→ **GIVEN TASK**
Starting at the line that contains "Reviewer note: confirm that each instance of the gutter carries", transcribe every remaining line of the entries exactly, including the last one.

Dataset rows on where objects appear
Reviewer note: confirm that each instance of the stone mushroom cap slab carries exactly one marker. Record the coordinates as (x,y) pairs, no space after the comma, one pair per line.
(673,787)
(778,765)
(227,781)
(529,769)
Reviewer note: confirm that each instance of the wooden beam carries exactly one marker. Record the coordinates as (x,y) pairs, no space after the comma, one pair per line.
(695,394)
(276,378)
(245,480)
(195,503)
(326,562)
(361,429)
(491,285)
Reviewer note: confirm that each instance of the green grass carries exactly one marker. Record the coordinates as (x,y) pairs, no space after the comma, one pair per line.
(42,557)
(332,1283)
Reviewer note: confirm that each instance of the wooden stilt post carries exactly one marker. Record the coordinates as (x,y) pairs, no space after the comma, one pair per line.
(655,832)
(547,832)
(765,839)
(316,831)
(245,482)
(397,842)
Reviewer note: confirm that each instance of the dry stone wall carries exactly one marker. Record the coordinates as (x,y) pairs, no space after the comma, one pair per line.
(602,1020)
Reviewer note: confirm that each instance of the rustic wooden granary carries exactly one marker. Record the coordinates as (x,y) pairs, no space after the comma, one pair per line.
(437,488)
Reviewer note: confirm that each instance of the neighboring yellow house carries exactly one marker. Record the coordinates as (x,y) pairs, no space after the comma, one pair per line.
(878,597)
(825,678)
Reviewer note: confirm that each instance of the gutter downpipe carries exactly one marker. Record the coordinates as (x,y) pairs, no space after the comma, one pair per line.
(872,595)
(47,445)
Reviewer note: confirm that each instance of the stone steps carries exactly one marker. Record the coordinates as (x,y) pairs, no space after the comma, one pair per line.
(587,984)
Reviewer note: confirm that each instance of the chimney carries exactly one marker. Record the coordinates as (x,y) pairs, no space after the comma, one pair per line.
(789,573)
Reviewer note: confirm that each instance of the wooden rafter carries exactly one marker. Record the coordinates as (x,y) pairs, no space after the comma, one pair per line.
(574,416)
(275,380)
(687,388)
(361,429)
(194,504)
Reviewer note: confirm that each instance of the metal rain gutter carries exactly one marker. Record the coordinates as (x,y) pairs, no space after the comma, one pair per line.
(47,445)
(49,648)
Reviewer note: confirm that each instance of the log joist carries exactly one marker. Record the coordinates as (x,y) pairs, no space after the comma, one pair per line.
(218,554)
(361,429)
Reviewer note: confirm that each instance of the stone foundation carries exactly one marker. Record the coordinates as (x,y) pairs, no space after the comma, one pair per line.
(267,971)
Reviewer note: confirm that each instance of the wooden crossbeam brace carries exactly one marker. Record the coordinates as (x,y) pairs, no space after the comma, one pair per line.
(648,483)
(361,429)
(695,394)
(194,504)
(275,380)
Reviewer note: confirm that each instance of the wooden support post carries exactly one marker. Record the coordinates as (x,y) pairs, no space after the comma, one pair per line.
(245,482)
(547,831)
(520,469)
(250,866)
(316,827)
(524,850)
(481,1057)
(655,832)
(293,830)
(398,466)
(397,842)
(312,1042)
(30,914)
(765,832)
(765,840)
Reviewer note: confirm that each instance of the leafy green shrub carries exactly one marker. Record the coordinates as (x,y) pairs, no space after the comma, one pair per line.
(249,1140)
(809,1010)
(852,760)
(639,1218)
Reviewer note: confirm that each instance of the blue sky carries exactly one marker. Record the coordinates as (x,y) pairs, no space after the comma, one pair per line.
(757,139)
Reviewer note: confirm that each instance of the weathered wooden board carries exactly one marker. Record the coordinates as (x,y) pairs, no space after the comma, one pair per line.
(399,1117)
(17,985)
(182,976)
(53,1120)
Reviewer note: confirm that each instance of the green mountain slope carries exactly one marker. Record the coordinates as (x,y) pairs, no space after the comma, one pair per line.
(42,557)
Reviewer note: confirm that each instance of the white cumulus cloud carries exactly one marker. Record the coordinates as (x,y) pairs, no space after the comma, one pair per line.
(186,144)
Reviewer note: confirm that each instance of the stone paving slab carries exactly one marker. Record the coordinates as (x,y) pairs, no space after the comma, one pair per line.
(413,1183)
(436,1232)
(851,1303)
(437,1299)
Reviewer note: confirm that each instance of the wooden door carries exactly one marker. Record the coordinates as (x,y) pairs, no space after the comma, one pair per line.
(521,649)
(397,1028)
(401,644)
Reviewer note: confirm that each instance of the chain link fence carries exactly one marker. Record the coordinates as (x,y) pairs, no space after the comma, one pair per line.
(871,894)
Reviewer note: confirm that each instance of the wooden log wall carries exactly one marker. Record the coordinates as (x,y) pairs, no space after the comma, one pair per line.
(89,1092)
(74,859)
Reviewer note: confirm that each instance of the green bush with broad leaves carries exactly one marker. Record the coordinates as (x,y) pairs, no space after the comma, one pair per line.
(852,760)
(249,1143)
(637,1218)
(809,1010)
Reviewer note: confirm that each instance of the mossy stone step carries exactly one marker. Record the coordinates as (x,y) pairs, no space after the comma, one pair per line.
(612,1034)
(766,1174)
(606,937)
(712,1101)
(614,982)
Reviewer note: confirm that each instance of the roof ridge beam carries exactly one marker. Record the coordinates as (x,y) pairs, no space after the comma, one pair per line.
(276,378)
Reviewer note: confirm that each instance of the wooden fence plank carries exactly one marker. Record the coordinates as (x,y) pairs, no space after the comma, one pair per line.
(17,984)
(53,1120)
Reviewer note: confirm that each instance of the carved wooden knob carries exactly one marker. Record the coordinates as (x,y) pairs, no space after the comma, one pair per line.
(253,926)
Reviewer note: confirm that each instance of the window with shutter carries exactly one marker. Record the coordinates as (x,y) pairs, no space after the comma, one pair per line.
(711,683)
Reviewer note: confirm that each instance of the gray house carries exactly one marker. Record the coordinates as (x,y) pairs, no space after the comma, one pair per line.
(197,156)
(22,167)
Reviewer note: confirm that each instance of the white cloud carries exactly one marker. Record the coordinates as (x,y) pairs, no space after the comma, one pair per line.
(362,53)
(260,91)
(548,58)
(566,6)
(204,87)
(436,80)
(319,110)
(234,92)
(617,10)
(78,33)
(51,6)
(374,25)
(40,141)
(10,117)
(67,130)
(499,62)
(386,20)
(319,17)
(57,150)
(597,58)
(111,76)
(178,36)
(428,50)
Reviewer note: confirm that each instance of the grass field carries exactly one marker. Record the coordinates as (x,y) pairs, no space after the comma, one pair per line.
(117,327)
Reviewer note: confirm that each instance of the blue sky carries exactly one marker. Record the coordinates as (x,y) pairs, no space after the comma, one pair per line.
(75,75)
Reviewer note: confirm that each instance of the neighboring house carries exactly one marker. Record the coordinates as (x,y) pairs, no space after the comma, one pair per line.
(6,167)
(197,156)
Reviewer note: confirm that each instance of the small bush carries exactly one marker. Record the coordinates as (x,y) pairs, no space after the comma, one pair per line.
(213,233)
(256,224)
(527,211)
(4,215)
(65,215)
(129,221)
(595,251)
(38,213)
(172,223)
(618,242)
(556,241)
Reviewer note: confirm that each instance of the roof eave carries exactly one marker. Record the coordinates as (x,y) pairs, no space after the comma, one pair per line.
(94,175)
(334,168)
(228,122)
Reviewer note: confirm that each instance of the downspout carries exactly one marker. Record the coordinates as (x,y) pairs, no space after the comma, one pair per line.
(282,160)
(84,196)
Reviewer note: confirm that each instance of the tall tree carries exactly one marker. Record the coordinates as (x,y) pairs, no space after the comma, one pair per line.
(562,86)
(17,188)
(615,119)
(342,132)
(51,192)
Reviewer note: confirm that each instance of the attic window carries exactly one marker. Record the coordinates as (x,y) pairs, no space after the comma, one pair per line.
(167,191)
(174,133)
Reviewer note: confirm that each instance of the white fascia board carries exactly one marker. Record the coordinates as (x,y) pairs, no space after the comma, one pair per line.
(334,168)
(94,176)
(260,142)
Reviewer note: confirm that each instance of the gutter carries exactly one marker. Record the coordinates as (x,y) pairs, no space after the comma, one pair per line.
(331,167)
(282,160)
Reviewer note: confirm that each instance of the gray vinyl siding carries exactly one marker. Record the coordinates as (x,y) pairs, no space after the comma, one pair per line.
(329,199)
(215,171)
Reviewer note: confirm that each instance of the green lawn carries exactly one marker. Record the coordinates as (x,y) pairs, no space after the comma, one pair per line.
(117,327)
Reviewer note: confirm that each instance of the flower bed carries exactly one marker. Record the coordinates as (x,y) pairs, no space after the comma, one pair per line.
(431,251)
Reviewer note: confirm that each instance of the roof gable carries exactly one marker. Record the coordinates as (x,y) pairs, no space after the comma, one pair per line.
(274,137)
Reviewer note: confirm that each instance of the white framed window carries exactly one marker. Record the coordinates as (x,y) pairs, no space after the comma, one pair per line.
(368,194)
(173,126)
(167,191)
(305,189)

→ **SOLUTION**
Reviewer note: confirm that each instance of the gutter carries exactly one marker. Record the coordinates as (x,y) pairs, no space after the comma, one pair per line.
(331,167)
(282,160)
Reviewer note: confirm that each instance of the gray vinyl siding carries exactly one marker. Record the coordinates as (x,y) pairs, no space after the comma, one pair per line.
(329,199)
(215,171)
Reviewer note: confirm that each instance of the green lawn carries exactly one marker. Record the coordinates as (x,y) pairs, no space after the comma, one pair per line.
(117,327)
Reviewer note: confirm that each instance of the flower bed carries exactly one marker. Record the coordinates as (x,y) pairs, no space after the comma, one pair per line.
(431,251)
Reviewer note: confirm that each instance of the roof gable carries exactly one marker. Record the coordinates as (x,y) pairs, no space after the comma, one pair per line.
(274,137)
Reviewer note: confirm that each instance of the white framed window carries exactly one marker. Record the coordinates as (x,y) pairs, no space after the comma, one pair per line.
(368,194)
(173,126)
(167,191)
(305,189)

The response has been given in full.